### [DATA UNDER STUDY]
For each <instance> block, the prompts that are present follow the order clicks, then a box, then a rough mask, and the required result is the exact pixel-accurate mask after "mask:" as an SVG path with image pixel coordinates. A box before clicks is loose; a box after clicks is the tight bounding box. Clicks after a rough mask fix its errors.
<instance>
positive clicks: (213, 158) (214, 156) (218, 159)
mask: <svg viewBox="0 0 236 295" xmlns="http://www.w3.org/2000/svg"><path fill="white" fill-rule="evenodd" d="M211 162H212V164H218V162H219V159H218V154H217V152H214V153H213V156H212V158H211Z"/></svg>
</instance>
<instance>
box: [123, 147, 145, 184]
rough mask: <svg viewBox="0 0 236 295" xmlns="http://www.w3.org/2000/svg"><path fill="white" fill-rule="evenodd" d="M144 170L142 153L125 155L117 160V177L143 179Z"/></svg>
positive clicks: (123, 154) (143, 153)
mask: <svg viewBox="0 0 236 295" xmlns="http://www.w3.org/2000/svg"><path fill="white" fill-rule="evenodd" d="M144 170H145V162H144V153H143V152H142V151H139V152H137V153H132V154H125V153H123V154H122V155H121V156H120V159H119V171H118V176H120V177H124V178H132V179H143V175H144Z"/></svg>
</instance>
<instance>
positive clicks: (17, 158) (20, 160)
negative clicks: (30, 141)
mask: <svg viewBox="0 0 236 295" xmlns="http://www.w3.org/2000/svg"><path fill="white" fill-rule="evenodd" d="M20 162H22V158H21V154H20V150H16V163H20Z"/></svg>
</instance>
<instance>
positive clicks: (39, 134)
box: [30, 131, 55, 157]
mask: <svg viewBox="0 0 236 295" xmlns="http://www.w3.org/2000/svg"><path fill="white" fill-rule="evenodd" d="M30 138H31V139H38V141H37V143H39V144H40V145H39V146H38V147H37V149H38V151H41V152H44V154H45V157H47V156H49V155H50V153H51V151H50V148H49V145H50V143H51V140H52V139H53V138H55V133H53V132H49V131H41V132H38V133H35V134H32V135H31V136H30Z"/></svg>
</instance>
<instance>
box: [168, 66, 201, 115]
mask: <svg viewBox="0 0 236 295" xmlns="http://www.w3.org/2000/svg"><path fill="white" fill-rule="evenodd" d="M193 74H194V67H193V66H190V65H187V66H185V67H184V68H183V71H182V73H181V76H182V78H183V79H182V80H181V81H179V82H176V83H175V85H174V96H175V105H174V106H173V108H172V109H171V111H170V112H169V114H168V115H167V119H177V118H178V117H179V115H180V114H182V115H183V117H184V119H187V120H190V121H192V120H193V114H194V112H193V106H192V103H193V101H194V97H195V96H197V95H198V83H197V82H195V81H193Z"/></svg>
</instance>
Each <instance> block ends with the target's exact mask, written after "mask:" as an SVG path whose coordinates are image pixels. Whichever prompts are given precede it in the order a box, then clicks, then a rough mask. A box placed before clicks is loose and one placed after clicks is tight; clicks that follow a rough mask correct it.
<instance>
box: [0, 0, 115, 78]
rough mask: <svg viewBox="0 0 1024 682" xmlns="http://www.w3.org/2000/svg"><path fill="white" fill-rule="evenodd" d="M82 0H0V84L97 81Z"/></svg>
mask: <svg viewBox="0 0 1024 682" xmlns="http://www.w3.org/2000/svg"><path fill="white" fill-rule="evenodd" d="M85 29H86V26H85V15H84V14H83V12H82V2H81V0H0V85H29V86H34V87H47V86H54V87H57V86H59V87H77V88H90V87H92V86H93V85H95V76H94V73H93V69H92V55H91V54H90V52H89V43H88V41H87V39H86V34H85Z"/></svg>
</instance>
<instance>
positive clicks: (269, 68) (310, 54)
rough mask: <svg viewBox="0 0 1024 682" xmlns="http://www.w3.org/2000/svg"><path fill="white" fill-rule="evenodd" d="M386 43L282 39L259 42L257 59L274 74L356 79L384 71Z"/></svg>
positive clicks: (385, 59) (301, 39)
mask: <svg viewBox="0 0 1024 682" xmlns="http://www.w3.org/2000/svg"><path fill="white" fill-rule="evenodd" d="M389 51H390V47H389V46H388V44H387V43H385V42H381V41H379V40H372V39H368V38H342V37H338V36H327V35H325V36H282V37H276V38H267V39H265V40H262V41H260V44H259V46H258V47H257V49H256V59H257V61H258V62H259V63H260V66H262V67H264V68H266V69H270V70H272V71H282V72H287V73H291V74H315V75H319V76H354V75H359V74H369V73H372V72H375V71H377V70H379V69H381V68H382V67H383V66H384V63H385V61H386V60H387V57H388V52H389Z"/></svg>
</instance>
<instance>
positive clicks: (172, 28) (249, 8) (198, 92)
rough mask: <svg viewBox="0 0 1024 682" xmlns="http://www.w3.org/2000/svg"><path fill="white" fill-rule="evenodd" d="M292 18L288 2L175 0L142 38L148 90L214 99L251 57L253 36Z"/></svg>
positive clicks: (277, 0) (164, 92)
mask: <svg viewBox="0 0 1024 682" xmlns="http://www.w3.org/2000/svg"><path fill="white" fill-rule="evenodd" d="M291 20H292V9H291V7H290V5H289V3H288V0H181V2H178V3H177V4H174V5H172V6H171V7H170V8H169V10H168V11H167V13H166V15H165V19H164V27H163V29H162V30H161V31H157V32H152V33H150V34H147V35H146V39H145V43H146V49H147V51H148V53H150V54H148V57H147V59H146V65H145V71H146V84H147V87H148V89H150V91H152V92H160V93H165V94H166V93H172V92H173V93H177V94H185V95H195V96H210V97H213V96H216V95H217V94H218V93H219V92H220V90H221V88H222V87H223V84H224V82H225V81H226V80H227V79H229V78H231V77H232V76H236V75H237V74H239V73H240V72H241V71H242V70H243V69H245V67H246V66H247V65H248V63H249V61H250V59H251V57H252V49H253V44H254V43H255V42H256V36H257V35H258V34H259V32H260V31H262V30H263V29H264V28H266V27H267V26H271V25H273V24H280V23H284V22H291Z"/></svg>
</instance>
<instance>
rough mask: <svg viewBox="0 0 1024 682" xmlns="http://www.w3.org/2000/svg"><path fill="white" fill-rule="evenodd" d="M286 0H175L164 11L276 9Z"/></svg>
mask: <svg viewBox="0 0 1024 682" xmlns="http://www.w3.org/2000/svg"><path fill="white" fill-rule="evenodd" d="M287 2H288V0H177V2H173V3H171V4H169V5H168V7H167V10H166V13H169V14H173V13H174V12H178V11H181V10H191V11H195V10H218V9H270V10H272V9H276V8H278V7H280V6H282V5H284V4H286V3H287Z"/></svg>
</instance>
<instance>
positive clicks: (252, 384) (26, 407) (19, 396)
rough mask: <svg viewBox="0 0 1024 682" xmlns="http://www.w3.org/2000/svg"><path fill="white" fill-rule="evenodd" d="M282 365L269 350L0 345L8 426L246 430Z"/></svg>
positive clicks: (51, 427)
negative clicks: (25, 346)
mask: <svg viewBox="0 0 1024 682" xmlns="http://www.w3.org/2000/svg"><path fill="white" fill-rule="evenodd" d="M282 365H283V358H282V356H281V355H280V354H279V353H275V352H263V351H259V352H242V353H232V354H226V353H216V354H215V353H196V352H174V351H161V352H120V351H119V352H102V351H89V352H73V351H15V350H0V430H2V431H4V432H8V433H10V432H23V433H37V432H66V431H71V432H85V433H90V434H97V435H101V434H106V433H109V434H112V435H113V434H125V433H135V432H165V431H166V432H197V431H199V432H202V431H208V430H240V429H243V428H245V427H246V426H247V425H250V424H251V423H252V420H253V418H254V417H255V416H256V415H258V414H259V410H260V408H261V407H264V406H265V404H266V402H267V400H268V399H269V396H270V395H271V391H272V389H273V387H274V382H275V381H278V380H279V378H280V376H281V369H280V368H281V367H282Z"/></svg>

### [WORK REQUEST]
Repeat the material, keeping every word exactly as it is.

### [WRITTEN RESPONSE]
For each <instance> block, the prompts that are present follow the order clicks, then a box, then a rough mask, and the required result is the exact pixel-accurate mask after "mask:" as an SVG path with image pixel coordinates. A box before clicks is loose; a box after clicks is the tight bounding box. Clicks after a rough mask fix its errors.
<instance>
positive clicks: (213, 158) (214, 156) (218, 159)
mask: <svg viewBox="0 0 236 295" xmlns="http://www.w3.org/2000/svg"><path fill="white" fill-rule="evenodd" d="M211 162H212V164H218V162H219V159H218V154H217V152H214V153H213V156H212V158H211Z"/></svg>
</instance>
<instance>
box: [123, 147, 145, 184]
rough mask: <svg viewBox="0 0 236 295" xmlns="http://www.w3.org/2000/svg"><path fill="white" fill-rule="evenodd" d="M144 170L142 153L125 155L117 160V177L143 179Z"/></svg>
positive clicks: (123, 154) (143, 153)
mask: <svg viewBox="0 0 236 295" xmlns="http://www.w3.org/2000/svg"><path fill="white" fill-rule="evenodd" d="M144 170H145V162H144V153H143V152H142V151H139V152H137V153H132V154H125V153H123V154H122V155H121V156H120V159H119V171H118V176H120V177H124V178H132V179H143V175H144Z"/></svg>
</instance>
<instance>
positive clicks: (17, 158) (20, 160)
negative clicks: (30, 141)
mask: <svg viewBox="0 0 236 295" xmlns="http://www.w3.org/2000/svg"><path fill="white" fill-rule="evenodd" d="M20 162H22V158H21V154H20V150H16V163H20Z"/></svg>
</instance>
<instance>
positive clicks: (39, 134)
box: [30, 131, 55, 157]
mask: <svg viewBox="0 0 236 295" xmlns="http://www.w3.org/2000/svg"><path fill="white" fill-rule="evenodd" d="M30 138H31V139H38V141H37V143H39V144H40V145H39V146H38V147H37V149H38V151H41V152H44V154H45V157H47V156H49V155H50V153H51V151H50V148H49V145H50V143H51V140H52V139H53V138H55V133H53V132H49V131H41V132H38V133H35V134H32V135H31V136H30Z"/></svg>
</instance>
<instance>
box: [168, 66, 201, 115]
mask: <svg viewBox="0 0 236 295" xmlns="http://www.w3.org/2000/svg"><path fill="white" fill-rule="evenodd" d="M193 74H194V67H193V66H190V65H187V66H185V67H184V68H183V71H182V73H181V76H182V78H183V79H182V80H181V81H179V82H176V83H175V85H174V96H175V105H174V106H173V108H172V109H171V111H170V112H169V114H168V115H167V119H177V118H178V117H179V115H180V114H182V115H183V117H184V119H187V120H190V121H192V120H193V114H194V112H193V106H192V103H193V101H194V97H195V96H197V95H198V83H197V82H195V81H193Z"/></svg>
</instance>
Each <instance> block ends with the target's exact mask, written after "mask:" as an SVG path whose coordinates are image pixels. Whichever prompts are given precede it in the order a box, then clicks, then a rough mask. A box placed before clicks is loose and one placed after clicks is tight; clicks that follow a rough mask correct it.
<instance>
box: [0, 0, 115, 78]
rough mask: <svg viewBox="0 0 1024 682" xmlns="http://www.w3.org/2000/svg"><path fill="white" fill-rule="evenodd" d="M82 0H0V84L97 81Z"/></svg>
mask: <svg viewBox="0 0 1024 682" xmlns="http://www.w3.org/2000/svg"><path fill="white" fill-rule="evenodd" d="M85 29H86V26H85V15H84V14H83V12H82V2H81V0H0V85H29V86H34V87H47V86H54V87H57V86H59V87H77V88H90V87H92V86H93V85H95V76H94V73H93V69H92V55H91V54H90V52H89V43H88V41H87V39H86V34H85Z"/></svg>
</instance>
<instance>
positive clicks: (269, 68) (310, 54)
rough mask: <svg viewBox="0 0 1024 682" xmlns="http://www.w3.org/2000/svg"><path fill="white" fill-rule="evenodd" d="M386 43L282 39L259 42L257 59L274 74L356 79L384 71Z"/></svg>
positive clicks: (385, 59) (301, 39)
mask: <svg viewBox="0 0 1024 682" xmlns="http://www.w3.org/2000/svg"><path fill="white" fill-rule="evenodd" d="M389 51H390V47H389V46H388V44H387V43H385V42H381V41H379V40H372V39H368V38H342V37H338V36H327V35H325V36H282V37H276V38H267V39H265V40H262V41H260V44H259V46H258V47H257V49H256V59H257V61H258V62H259V63H260V66H262V67H264V68H266V69H270V70H272V71H282V72H287V73H291V74H315V75H319V76H354V75H359V74H369V73H372V72H375V71H377V70H379V69H381V68H382V67H383V66H384V63H385V61H386V60H387V57H388V52H389Z"/></svg>
</instance>
<instance>
positive clicks: (172, 28) (249, 8) (198, 92)
rough mask: <svg viewBox="0 0 1024 682" xmlns="http://www.w3.org/2000/svg"><path fill="white" fill-rule="evenodd" d="M292 18L288 2L175 0L142 38L148 90L214 99L251 57L253 36Z"/></svg>
positive clicks: (277, 0) (164, 92)
mask: <svg viewBox="0 0 1024 682" xmlns="http://www.w3.org/2000/svg"><path fill="white" fill-rule="evenodd" d="M291 20H292V9H291V7H290V5H289V3H288V0H181V2H178V3H177V4H174V5H172V6H171V7H170V8H169V10H168V11H167V13H166V15H165V19H164V27H163V29H162V30H161V31H157V32H152V33H150V34H147V35H146V39H145V43H146V49H147V51H148V53H150V54H148V57H147V59H146V65H145V71H146V84H147V87H148V89H150V91H152V92H160V93H165V94H166V93H172V92H173V93H177V94H185V95H195V96H210V97H213V96H216V95H217V94H218V93H219V92H220V90H221V88H222V87H223V84H224V82H225V81H226V80H227V79H229V78H231V77H232V76H236V75H237V74H239V73H240V72H241V71H242V70H243V69H245V67H246V66H247V65H248V63H249V61H250V59H251V57H252V49H253V44H254V43H255V42H256V36H257V35H258V34H259V32H260V31H262V30H263V29H264V28H266V27H267V26H271V25H273V24H280V23H284V22H291Z"/></svg>
</instance>
<instance>
rough mask: <svg viewBox="0 0 1024 682" xmlns="http://www.w3.org/2000/svg"><path fill="white" fill-rule="evenodd" d="M286 0H175L164 11L276 9Z"/></svg>
mask: <svg viewBox="0 0 1024 682" xmlns="http://www.w3.org/2000/svg"><path fill="white" fill-rule="evenodd" d="M287 2H288V0H177V2H173V3H171V4H169V5H168V7H167V10H166V13H169V14H173V13H174V12H178V11H181V10H191V11H195V10H218V9H270V10H272V9H276V8H278V7H280V6H282V5H284V4H286V3H287Z"/></svg>
</instance>
<instance>
positive clicks: (252, 384) (26, 407) (19, 396)
rough mask: <svg viewBox="0 0 1024 682" xmlns="http://www.w3.org/2000/svg"><path fill="white" fill-rule="evenodd" d="M282 365L269 350L0 345L8 426L246 430Z"/></svg>
positive clicks: (51, 427)
negative clicks: (25, 346)
mask: <svg viewBox="0 0 1024 682" xmlns="http://www.w3.org/2000/svg"><path fill="white" fill-rule="evenodd" d="M282 365H283V358H282V356H281V355H280V354H279V353H275V352H263V351H259V352H242V353H232V354H226V353H216V354H215V353H196V352H174V351H161V352H120V351H119V352H102V351H89V352H73V351H15V350H0V430H2V431H4V432H8V433H10V432H23V433H37V432H66V431H71V432H85V433H90V434H97V435H101V434H106V433H109V434H112V435H113V434H125V433H135V432H165V431H166V432H197V431H199V432H202V431H208V430H240V429H243V428H245V427H246V426H247V425H250V424H251V423H252V420H253V418H254V417H255V416H256V415H258V414H259V410H260V408H261V407H264V406H265V404H266V402H267V400H268V399H269V396H270V395H271V391H272V389H273V387H274V382H275V381H278V380H279V378H280V376H281V369H280V368H281V367H282Z"/></svg>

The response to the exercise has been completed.